Problem statement: In the Langkawi travel tips, turn the paragraph beginning "Ringgit is the official currency" into a short bulleted list that keeps its main facts.

Excerpted passage:

Langkawi Travel Tips
Bahasa Malaysia is the official language, but English is widely spoken and understood.
Ringgit is the official currency, but some resorts and establishments do accept other notes or offer foreign exchange (check with them for the service). The current exchange rate is around RM3.70 to USD 1.00 – but, consult banks for the latest exchange rates prior to your trip. Kuah town and the airport is where you will find most of the banks and money-changers. Banks open daily from 09:30 to 15:30. On Thursdays, they are open from 09:30 to 12:00 and are closed on Saturdays.
Langkawi follows the Kedah state holidays. Weekends fall on Thursdays and Fridays but most businesses will continue operating normal business hours on Thursdays too. The official start of the week is on Saturday.
There is a hospital and various private clinics in Kuah town.
The police headquarters is in Kuah, but there are police stations in all the districts. Langkawi is relatively safe compared to the bigger cities, but do take precautions such as travelling in groups and avoiding quiet places.
Tipping is not necessary unless you’ve had good service.
Malaysia’s electricity follows the 240 volt 50-cycle system.
Citizens of North Korea, Cuba, Vietnam and China need visas to enter Malaysia. Other foreigners may enter Malaysia without a visa for a visit not exceeding one month. Please consult your nearest Malaysian Embassy or consular office to confirm this arrangement, as regulations may change over time.
Tap water is safe for drinking in Malaysia, but some hotels install filtration systems or provide bottled water for guests as an added precaution.
Foreign nationals visiting Malaysia for 48 hours or less receive a duty exemption for the purchase of souvenirs, gifts and items intended for personal use up to a limit of RM500. There is a duty-free limit for certain types of items: booze (up to one litre), tobacco (up to 225g, or 200 cigarettes), one pair of leather footwear, new clothing (up to three pieces), as well as cosmetics and personal hygiene items (not including powder or hair products).
All drugs are prohibited in Malaysia and laws are strictly enforced. There is a death penalty for anyone caught carrying a certain amount for trafficking, and even possession of the smallest amount can land one in very serious trouble.

Supplied material:
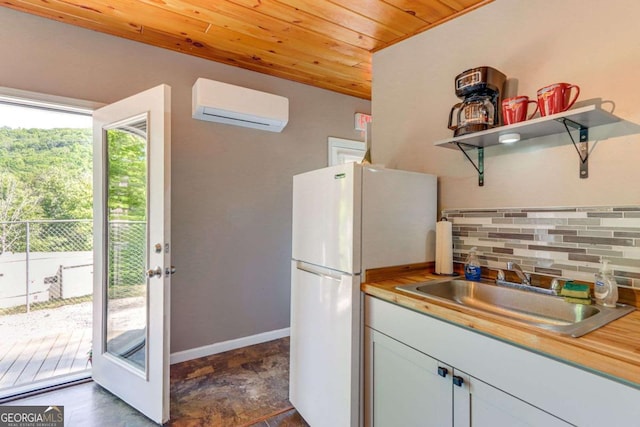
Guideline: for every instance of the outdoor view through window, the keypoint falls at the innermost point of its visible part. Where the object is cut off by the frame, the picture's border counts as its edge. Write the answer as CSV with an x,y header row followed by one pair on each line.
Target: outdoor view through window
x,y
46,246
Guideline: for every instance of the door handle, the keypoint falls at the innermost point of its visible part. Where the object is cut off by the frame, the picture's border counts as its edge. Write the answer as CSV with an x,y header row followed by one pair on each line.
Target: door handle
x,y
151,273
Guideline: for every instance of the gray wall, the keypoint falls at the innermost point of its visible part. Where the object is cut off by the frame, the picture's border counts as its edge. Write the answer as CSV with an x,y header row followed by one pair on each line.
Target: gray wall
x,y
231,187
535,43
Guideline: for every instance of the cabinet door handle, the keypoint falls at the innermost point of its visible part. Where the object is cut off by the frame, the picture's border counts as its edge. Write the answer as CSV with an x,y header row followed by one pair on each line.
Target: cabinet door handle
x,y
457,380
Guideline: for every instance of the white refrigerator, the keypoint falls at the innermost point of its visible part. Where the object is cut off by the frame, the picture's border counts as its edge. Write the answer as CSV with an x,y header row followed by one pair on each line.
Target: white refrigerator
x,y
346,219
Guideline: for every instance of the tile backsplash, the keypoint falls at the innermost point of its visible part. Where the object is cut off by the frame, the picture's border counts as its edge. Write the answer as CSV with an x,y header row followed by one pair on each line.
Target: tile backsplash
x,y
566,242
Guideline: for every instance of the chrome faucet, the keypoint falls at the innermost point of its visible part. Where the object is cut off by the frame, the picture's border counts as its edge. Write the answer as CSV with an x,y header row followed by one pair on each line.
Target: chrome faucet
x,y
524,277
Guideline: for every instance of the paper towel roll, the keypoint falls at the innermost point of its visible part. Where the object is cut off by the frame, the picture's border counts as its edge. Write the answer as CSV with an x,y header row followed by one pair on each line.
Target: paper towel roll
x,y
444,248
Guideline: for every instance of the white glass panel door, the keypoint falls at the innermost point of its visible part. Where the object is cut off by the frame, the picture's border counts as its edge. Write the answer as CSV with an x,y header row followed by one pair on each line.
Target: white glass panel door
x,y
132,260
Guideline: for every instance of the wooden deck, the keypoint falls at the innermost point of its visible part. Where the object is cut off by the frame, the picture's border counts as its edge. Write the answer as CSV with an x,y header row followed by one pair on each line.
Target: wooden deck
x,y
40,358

---

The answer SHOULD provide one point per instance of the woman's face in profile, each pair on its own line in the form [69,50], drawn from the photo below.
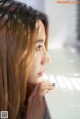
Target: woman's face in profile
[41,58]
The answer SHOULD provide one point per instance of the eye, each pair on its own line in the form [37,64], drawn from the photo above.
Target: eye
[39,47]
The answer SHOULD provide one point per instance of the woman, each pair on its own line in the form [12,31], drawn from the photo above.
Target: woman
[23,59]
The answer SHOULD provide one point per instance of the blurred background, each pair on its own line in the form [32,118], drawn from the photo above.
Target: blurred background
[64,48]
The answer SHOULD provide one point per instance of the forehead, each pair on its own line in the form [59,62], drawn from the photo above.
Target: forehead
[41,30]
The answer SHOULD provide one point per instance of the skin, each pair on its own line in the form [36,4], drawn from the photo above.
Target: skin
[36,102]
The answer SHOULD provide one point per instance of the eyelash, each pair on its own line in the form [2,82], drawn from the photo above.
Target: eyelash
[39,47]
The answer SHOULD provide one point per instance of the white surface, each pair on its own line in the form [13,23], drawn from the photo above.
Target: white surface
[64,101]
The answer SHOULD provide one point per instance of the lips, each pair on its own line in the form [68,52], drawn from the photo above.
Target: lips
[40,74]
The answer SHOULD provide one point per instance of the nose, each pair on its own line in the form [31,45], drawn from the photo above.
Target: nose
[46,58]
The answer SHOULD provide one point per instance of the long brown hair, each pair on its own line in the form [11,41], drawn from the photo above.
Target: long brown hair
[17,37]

Exercise output:
- The ringgit is the official currency. Some resorts and establishments accept other notes or exchange foreign money, so check with them.
- The exchange rate is about RM3.70 to USD 1.00. Ask banks for the latest rate before the trip.
- Most banks and money-changers are in Kuah town and at the airport.
- Banks open daily from 09:30 to 15:30. On Thursdays they open from 09:30 to 12:00, and they are closed on Saturdays.